◆ **Passage to read**
Transcriptome sequencing in E. necator:
In collaboration with Lance Cadle-Davidson, USDA-ARS, Grape Genetics Research Unit, Geneva, NY, we have begun a project to sequence the transcriptome of E. necator. The aim of this project is to develop tools for expression profiling and to discover single-nucleotide polymorphisms (SNPs) for genetic studies.
We decided to sequence the transcriptome because of the complexity of powdery mildew genomes. The genome of Blumeria graminis f. sp. hordei, the barley powdery mildew fungus, was sequenced recently (http://www.blugen.org/) and is approximately 118 MB in size, almost 3 times the size of most other ascomycetes. Approximately 70% of the B. graminis genome comprises repetitive DNA, particularly retroelements. Given our limited resources, we needed a strategy for reducing genome complexity and decided to sequence only the transcriptome in E. necator. Furthermore, transcriptome sequences can be adapted for expression profiling projects planned for the future.
The first draft of transcriptome sequence is now in hand. To date, we have sequenced the transcriptomes of two E. necator isolates at the Cornell Core Laboratories Center (CLC). We sequenced a normalized cDNA library of a New York isolate (G14) using 454 GS FLX technology and obtained a total of 82 Mbp of sequence, in more than 32,000 contigs. Nearly 100% the 454 reads were placed into contigs, meaning that we obtained multiple reads per cDNA transcript. More than 99% of these contigs had 100 or fewer reads, suggesting that as a result of the normalization, highly expressed genes were not over-represented in sequencing.

◆ **Task requirements**
(a) Answer these questions using the transcriptome passage:
(i) Which USDA-ARS research unit is the collaborator on the project part of?
(ii) About what share of the Blumeria graminis genome is repetitive DNA?
(iii) What technology was used to sequence the normalized cDNA library of isolate G14?
(b) Return everything in the transcriptome passage from "We decided to" down to "for the future.", copied without any changes.
The records come from a source unrelated to the transcriptome passage.

◆ **Provided records**

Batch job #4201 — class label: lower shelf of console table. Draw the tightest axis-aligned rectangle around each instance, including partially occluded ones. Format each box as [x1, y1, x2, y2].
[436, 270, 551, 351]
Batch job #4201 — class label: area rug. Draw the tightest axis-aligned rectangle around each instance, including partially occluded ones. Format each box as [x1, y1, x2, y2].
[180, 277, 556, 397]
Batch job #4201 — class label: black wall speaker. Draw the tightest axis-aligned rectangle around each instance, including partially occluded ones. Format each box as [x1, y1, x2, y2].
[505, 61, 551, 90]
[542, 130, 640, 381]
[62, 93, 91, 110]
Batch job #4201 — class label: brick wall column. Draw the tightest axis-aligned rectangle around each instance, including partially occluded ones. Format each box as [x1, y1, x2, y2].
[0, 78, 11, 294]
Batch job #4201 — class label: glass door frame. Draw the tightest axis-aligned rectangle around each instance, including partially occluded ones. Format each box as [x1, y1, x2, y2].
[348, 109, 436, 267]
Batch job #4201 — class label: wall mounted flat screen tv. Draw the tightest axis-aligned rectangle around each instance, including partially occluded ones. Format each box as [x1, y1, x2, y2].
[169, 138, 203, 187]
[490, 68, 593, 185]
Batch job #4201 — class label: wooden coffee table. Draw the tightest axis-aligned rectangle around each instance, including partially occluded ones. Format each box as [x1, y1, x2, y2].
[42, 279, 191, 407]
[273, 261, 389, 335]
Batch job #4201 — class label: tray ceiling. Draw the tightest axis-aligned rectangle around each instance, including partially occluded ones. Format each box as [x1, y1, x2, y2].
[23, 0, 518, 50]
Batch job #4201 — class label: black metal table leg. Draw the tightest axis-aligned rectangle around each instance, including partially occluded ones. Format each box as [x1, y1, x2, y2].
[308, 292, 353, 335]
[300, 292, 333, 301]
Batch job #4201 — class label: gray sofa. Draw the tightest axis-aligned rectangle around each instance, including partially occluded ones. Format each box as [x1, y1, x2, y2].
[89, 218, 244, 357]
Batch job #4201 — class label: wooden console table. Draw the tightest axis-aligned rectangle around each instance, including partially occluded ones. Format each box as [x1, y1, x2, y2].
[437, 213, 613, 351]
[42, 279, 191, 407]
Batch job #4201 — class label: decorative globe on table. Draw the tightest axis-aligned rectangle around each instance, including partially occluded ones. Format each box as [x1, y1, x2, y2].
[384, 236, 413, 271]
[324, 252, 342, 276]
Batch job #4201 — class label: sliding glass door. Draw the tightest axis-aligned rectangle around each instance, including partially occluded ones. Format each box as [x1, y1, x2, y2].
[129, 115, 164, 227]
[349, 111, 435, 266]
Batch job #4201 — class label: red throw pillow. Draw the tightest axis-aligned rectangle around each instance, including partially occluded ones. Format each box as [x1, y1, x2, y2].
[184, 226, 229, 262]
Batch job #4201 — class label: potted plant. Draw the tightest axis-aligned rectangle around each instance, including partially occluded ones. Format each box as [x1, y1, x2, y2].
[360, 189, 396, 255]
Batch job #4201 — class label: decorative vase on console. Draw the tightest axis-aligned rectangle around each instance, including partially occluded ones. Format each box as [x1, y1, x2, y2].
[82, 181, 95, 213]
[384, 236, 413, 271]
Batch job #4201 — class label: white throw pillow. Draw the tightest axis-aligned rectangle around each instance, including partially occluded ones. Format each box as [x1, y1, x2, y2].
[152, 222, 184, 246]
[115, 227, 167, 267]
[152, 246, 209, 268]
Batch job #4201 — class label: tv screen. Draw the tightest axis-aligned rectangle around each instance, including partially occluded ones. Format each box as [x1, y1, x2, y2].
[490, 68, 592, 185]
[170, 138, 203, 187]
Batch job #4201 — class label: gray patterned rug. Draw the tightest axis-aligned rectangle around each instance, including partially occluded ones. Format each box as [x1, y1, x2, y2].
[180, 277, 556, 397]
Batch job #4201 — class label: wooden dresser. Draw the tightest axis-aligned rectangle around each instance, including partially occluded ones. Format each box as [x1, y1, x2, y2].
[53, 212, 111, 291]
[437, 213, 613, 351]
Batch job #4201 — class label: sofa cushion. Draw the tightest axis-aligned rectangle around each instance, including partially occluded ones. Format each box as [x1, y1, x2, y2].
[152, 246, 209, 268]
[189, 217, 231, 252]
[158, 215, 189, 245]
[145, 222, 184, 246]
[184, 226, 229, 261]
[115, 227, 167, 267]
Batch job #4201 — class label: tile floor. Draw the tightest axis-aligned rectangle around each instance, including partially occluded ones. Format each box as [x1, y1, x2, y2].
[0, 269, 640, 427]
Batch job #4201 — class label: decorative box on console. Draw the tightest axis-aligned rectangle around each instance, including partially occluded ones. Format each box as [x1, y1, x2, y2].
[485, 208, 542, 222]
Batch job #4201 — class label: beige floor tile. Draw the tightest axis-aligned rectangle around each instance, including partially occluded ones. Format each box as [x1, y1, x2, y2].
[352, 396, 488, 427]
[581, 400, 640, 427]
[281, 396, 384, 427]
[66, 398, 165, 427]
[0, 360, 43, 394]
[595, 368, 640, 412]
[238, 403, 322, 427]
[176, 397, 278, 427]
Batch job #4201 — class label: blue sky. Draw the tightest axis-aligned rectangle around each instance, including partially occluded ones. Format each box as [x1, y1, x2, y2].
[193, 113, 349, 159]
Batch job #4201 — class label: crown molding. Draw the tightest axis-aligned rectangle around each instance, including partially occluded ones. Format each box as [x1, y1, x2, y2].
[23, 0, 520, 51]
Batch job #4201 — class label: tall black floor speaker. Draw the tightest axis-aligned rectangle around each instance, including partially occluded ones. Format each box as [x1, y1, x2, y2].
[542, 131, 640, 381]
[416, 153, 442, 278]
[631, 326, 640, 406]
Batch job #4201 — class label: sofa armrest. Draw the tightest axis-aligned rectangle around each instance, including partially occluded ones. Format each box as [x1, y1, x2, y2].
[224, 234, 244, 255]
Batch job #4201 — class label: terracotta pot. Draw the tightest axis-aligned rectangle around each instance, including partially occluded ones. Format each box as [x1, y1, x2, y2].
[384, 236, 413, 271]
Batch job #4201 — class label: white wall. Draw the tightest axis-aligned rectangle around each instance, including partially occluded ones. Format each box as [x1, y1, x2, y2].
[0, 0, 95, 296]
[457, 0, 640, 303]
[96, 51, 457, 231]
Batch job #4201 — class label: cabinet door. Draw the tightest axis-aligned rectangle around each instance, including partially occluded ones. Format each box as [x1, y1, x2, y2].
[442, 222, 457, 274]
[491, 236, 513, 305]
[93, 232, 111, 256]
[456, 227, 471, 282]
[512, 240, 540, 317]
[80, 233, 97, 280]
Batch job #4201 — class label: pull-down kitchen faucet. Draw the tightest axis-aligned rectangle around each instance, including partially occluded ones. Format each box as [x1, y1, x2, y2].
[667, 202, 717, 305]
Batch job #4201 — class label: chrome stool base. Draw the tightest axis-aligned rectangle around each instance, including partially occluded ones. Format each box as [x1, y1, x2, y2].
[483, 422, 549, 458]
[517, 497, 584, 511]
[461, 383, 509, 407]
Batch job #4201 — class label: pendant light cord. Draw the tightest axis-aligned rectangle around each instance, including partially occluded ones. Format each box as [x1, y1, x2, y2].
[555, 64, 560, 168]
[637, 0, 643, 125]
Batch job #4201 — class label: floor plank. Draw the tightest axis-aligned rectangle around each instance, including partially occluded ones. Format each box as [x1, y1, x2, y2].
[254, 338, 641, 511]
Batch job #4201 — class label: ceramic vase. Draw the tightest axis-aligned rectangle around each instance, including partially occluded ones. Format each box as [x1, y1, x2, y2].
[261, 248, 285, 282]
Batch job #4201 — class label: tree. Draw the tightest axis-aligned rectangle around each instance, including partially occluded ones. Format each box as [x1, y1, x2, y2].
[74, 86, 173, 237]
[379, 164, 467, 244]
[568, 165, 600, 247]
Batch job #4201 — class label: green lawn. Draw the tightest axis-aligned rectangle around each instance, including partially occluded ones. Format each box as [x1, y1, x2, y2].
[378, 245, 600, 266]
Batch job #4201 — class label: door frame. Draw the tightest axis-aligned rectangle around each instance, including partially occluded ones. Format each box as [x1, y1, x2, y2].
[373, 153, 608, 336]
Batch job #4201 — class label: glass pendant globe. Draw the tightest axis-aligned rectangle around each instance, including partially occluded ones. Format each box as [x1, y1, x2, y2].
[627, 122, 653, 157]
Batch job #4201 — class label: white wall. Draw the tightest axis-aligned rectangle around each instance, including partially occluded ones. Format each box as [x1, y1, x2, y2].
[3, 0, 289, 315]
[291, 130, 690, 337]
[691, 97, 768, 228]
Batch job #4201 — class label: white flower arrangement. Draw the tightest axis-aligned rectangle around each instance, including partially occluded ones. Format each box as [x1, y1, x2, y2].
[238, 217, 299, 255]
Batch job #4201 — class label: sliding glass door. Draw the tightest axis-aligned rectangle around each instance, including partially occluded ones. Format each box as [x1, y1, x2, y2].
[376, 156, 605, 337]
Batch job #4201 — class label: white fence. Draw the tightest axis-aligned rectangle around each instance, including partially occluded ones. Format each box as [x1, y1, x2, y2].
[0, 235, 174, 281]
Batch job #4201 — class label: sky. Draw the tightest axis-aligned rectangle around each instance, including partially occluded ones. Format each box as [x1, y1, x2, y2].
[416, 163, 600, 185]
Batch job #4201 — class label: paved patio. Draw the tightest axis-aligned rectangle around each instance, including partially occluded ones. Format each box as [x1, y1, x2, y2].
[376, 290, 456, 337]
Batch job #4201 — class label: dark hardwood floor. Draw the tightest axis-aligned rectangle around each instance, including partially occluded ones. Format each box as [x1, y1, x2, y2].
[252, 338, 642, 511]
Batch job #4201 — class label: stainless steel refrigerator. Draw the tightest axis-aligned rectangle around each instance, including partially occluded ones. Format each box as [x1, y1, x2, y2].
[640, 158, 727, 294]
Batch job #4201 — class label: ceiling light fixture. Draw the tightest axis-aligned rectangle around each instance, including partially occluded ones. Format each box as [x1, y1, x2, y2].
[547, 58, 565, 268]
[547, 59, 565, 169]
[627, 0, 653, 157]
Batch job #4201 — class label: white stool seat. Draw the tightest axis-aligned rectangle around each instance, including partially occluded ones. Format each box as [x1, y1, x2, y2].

◆ **Answers in order**
(a)
(i) The Grape Genetics Research Unit in Geneva, NY.
(ii) Approximately 70%.
(iii) 454 GS FLX technology.

(b)
We decided to sequence the transcriptome because of the complexity of powdery mildew genomes. The genome of Blumeria graminis f. sp. hordei, the barley powdery mildew fungus, was sequenced recently (http://www.blugen.org/) and is approximately 118 MB in size, almost 3 times the size of most other ascomycetes. Approximately 70% of the B. graminis genome comprises repetitive DNA, particularly retroelements. Given our limited resources, we needed a strategy for reducing genome complexity and decided to sequence only the transcriptome in E. necator. Furthermore, transcriptome sequences can be adapted for expression profiling projects planned for the future.